* _Problema planteado_:
Prosigue el fragmento sobre Juan Román Riquelme y el ego de las estrellas a partir de su última oración.

Cada vez es menos noticia alguien que se comporte normalmente. El inconveniente es cuando la anormalidad proviene de alguien que no es un sobresaliente, que no inspira ni hace realidad sueños, que no destaca.
Juan Román Riquelme es el jugador más importante de la historia de Boca. Y es un artista. Y va y viene como lo determina su ego, enamorado de su poder de cerrar y abrir puertas a grandes caudales de atención, de generar amores incondicionales y rechazos profundos siempre con un común denominador: la admiración por lo que sabe y hace.
Hagamos un ejercicio: tome la estrella que quiera y arme dos columnas: una, de los logros y otra, de su ego. Cuando ambas son altas, procese y tolere la segunda y respete el todo. Suele ser indivisible, sin esa autoestima desbordante no lo hubiera logrado.

[Registros de datos]
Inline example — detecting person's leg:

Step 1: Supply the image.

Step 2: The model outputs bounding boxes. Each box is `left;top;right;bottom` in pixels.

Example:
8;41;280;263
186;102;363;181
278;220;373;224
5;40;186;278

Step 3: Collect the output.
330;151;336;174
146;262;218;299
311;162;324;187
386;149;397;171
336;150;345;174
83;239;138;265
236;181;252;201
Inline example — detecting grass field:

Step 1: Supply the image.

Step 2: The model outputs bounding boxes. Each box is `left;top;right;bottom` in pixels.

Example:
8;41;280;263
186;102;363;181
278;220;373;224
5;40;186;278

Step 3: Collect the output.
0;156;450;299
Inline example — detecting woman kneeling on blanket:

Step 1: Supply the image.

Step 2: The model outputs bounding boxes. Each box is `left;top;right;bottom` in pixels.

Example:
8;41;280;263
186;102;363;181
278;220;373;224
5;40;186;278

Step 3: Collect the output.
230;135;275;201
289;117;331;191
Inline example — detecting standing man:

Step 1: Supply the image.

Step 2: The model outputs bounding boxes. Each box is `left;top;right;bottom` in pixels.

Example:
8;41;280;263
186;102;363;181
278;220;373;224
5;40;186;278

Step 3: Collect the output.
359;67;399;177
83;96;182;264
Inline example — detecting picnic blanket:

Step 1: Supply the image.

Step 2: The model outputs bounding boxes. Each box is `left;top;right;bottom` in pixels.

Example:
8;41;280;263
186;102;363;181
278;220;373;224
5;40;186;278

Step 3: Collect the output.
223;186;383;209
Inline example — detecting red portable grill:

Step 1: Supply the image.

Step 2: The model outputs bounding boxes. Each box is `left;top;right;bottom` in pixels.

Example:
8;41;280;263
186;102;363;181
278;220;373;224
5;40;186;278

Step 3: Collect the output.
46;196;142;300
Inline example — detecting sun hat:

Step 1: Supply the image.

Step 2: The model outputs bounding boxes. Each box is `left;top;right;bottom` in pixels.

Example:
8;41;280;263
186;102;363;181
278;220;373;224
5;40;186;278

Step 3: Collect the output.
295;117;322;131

* _Resultado de la tarea_:
Y si logran seguir impactándonos, asombrándonos con su arte, nos perderemos en su laberinto. Cuando la vuelva a pisar, y la insoportable vorágine futbolera se detenga un instante, allí todos olvidarán sus devaneos, su vuelta a destiempo, su autosuficiencia. Porque en ese momento «el distinto» está solo, y carga con la presión de alegrías o penas ajenas. Y resuelve. Y se las aguanta. Como nadie.